**Text for analysis**:
+ + + +

Can you change who you named as your health care proxy?

Yes. If your health care proxy otherwise known as a power of attorney for health care needs to change, simply fill out a new health care proxy form, have it executed, save it and share it.  


This most recent health care proxy executed is legally held valid, provided you had capacity when you completed it.  Revoke your previous health care proxy in writing by telling your health care agent, your alternate, your doctor, your nurse or your lawyer that you are revoking it; or by doing anything that clearly shows you no longer intend the previous health care proxy to have effect.  

How often should I update my health care proxy?

Review your health care proxy regularly.


We at Gentreo recommend once per year to make sure the names, addresses and telephone numbers of your health care agent and alternate are current, and that your health care agent and alternate are still willing to serve.

Who to tell about your health care proxy

Once you complete your health care proxy, it’s important that your agent, doctor and loved ones know that you have it completed and where it is stored.  


It’s extremely important that not only do they know that you have it, but they can get access to it in a timely manner.  If you go to the hospital, take a copy of the health care proxy with you or give your representatives access to your Gentreo file so they can provide the hospital with a copy of your health care proxy.

+ + + +

**Raw data**:
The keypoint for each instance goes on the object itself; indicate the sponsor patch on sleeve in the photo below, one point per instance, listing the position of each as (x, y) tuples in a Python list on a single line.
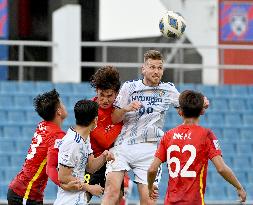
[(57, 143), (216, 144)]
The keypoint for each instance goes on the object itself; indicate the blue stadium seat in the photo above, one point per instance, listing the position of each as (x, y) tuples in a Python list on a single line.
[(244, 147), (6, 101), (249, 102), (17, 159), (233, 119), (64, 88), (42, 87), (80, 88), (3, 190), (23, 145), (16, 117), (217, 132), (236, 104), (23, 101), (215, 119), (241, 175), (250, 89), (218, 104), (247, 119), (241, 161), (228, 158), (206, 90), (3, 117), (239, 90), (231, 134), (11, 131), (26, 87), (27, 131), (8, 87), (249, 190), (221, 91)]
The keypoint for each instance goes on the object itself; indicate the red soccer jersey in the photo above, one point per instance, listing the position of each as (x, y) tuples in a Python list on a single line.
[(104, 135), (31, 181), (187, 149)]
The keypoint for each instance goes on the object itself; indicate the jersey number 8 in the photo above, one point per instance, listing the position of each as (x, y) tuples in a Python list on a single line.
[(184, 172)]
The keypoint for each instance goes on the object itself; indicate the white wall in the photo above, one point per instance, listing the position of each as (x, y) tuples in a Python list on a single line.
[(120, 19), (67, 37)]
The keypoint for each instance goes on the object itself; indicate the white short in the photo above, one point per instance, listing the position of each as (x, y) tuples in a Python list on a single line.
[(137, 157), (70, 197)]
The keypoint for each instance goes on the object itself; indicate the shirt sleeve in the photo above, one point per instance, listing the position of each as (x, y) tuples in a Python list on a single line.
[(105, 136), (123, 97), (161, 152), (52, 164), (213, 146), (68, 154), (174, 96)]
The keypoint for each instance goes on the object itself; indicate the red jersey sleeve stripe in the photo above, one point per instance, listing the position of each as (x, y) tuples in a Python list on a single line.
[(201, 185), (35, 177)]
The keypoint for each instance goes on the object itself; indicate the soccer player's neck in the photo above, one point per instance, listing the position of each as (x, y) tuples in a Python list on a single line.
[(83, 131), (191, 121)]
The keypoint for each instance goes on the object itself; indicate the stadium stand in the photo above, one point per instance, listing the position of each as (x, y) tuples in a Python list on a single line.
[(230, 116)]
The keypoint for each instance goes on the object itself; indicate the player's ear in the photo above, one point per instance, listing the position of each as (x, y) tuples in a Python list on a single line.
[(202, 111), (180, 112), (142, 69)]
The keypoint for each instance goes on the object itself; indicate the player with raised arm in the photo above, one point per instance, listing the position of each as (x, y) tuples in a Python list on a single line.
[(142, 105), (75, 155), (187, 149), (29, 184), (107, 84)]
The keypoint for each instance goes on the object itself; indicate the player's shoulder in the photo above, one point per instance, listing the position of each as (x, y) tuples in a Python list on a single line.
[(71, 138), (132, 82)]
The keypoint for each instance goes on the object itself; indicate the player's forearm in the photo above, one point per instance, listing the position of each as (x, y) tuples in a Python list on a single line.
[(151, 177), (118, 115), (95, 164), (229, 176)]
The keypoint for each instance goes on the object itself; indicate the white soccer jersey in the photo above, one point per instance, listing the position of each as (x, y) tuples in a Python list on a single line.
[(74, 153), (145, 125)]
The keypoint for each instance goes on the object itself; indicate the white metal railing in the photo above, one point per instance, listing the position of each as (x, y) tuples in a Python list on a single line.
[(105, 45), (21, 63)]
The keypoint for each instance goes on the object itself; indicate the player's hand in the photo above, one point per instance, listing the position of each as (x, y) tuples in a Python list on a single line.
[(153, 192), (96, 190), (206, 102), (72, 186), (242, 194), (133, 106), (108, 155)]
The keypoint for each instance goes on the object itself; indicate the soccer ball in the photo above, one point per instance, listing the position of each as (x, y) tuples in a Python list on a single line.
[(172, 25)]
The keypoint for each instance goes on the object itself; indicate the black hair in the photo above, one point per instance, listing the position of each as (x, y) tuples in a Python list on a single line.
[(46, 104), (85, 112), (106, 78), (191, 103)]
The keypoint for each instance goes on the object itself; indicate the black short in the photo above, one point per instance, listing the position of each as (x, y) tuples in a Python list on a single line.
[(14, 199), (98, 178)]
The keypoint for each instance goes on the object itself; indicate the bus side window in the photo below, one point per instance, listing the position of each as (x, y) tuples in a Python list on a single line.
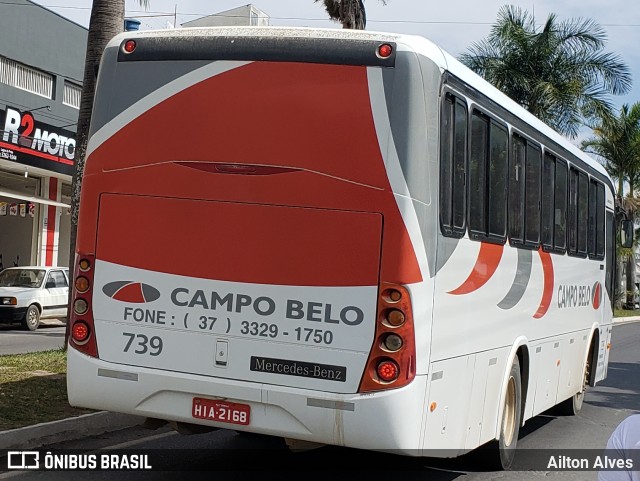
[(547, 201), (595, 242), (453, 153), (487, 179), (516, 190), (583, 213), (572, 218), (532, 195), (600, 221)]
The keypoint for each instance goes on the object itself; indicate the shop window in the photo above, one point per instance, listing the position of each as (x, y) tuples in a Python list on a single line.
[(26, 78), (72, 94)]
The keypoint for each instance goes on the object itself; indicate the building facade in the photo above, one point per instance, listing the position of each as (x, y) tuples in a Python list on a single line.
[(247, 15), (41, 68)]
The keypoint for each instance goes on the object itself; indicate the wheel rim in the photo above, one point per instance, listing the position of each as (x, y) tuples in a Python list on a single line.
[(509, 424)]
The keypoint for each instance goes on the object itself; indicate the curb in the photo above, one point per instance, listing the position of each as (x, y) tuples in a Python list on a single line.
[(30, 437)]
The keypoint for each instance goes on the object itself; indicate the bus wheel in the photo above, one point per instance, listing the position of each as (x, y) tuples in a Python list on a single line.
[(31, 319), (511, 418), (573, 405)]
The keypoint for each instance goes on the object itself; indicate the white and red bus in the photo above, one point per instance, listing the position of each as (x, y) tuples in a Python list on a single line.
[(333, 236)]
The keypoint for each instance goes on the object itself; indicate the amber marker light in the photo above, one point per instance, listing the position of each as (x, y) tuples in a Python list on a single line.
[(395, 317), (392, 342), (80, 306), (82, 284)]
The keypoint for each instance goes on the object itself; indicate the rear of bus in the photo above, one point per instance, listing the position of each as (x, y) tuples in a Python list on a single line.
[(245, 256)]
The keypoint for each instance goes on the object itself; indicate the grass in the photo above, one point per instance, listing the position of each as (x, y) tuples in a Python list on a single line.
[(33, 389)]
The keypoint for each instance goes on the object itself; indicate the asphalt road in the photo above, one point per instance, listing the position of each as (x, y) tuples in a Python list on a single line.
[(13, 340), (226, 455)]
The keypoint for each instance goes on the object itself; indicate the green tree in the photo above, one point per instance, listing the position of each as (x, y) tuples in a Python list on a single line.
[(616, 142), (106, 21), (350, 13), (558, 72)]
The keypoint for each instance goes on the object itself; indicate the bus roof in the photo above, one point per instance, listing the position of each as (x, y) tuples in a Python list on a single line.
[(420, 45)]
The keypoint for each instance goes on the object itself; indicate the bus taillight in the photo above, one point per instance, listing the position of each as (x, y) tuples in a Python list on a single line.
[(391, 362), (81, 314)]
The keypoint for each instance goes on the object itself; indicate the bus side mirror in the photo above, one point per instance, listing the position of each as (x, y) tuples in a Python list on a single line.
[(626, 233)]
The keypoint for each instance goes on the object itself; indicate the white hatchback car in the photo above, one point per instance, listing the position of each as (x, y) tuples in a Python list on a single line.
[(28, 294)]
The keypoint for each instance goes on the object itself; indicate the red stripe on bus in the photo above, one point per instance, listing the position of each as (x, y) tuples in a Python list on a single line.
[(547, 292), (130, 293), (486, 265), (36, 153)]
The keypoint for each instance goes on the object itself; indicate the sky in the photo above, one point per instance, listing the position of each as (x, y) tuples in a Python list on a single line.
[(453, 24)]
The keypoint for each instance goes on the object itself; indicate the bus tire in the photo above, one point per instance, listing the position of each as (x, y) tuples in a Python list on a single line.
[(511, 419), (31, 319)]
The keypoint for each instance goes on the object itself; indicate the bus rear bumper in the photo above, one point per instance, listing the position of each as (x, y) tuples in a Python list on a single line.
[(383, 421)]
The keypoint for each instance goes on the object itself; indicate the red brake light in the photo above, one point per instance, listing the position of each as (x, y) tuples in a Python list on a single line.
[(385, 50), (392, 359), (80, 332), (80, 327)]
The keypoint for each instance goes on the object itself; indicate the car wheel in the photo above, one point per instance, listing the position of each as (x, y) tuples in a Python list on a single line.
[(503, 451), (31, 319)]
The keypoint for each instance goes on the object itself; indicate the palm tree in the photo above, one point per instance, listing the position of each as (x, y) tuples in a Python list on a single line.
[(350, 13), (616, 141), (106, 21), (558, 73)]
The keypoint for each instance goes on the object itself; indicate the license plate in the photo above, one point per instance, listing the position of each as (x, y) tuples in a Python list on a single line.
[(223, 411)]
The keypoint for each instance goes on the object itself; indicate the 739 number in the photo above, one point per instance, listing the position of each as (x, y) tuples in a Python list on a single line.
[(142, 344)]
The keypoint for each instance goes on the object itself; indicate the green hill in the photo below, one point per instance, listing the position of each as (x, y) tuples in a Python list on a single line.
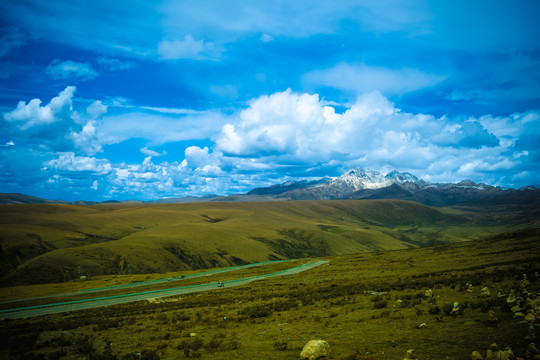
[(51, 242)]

+ + + +

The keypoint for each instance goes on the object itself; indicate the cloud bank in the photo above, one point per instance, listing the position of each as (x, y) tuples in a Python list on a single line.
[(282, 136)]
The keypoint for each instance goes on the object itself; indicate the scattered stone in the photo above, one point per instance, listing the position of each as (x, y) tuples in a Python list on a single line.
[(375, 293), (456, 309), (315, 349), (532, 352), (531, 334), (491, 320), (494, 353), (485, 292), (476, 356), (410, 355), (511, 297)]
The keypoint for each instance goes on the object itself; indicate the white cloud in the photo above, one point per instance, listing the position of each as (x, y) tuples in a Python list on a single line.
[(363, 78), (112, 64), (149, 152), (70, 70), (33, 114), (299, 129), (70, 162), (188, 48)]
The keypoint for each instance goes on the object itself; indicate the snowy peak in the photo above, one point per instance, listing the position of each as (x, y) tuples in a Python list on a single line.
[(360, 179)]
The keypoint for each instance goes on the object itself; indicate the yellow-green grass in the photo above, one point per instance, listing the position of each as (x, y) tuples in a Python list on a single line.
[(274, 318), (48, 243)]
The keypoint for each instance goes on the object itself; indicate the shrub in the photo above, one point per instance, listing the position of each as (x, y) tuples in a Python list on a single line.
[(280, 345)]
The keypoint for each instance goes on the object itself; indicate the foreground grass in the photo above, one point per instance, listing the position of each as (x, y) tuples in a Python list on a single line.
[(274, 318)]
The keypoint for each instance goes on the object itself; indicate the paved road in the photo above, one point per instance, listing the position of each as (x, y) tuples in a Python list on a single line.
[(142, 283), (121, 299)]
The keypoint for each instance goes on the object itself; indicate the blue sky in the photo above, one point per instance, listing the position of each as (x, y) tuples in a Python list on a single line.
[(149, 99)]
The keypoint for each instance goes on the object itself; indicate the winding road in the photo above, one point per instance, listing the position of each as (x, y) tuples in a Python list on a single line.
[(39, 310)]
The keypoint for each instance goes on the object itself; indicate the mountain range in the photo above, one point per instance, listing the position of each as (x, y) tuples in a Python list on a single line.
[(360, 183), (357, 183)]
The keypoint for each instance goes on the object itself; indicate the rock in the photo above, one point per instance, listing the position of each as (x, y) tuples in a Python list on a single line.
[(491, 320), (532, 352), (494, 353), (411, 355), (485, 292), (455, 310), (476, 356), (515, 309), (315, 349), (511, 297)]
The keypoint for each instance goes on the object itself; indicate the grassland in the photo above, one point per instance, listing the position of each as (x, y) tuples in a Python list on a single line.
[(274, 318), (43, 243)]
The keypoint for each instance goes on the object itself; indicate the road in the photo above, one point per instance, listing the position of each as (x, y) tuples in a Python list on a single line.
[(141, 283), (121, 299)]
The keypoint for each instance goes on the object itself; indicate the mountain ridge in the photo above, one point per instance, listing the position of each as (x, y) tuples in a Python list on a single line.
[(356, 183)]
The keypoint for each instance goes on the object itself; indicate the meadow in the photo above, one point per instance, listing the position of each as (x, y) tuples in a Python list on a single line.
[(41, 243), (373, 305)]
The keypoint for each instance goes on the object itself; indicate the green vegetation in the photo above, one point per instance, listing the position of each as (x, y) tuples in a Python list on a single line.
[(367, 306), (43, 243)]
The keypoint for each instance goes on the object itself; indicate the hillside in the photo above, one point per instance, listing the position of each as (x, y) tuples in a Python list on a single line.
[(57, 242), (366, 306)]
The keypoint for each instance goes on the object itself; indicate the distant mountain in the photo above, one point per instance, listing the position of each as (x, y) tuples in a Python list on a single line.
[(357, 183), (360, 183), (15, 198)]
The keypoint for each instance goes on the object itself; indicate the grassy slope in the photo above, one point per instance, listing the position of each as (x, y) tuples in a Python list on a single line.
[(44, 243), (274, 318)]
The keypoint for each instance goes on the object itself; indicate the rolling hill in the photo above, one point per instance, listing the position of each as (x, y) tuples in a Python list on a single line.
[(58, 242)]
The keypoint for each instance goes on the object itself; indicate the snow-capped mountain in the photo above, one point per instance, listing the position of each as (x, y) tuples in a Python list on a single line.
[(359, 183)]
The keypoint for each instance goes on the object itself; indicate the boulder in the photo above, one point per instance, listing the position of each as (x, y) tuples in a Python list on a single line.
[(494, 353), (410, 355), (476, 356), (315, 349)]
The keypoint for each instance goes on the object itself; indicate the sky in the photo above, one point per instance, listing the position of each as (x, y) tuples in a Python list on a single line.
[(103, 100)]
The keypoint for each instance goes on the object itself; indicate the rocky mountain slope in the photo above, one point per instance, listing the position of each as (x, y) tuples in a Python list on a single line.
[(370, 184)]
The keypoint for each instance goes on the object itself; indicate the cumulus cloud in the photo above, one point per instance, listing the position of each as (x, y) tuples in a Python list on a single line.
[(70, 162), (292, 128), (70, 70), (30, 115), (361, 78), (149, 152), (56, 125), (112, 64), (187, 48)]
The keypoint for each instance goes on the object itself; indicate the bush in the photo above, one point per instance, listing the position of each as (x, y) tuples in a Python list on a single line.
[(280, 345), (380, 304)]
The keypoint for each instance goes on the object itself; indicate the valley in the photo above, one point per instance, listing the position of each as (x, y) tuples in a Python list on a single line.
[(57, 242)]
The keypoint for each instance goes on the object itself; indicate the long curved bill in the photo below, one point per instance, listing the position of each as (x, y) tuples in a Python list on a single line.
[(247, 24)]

+ + + +

**Tasks and exercises**:
a – In the text about health care proxies, how often does Gentreo recommend reviewing your proxy?
b – Continue the text about health care proxies from its last sentence.

**Answers for each item**:
a – Once per year.

b –
Additionally, you may want to grant access to your health care proxy to your family, lawyer, clergy or friends.  Never keep a health care proxy in a safe deposit box as this makes it impossible to retrieve.  Instead, keep it safe in your Gentreo Digital Vault.

More About Health Care Proxies


Can I use my power of attorney for health care in a different state if I live in more than one state? 

As long as your home state’s power of attorney for health care satisfies the laws of the other state, it will be valid. 


If you spend time in multiple states, it is recommended that you have a power of attorney for health care for each state.  Gentreo is working to make a form that works for you in all 50 states as most states do not require a specific form, but rather that your form is witnessed by the correct number of witnesses who are of a valid age per that state.  If you have a Texas directive to physicians and family or surrogates it is not necessarily the same as a Virginia advance directive for health care.  But, if you have a power of attorney for health care or health care advance directive, it is most often applicable in other states.  


In some instances, the state in which you did not create the power of attorney for health care or advance directive may limit what your form can do, if what you want to do is not legal in that state.

What if I have additional instructions for my agent?

It is helpful for your health care agent to know what you would want so that he/she can make the right decision for you.  


Please detail any additional specific instructions you may have about your health care on your health care proxy form.  Hopefully, you have taken the time to select an appropriate health care agent who knows you best and who you trust to make the right decision for you.

Are there any additional documents in regards to health care decisions?

Yes.  Some states allow you to create a living will.  Also, most states have a type of “OLST” form, Orders for Life Sustaining Treatment.  These forms are for individuals who are diagnosed with a life-threatening disease.  


As a member of Gentreo, we'll help you find and prepare what documents are right for you based on your state.

What do you do with a completed form?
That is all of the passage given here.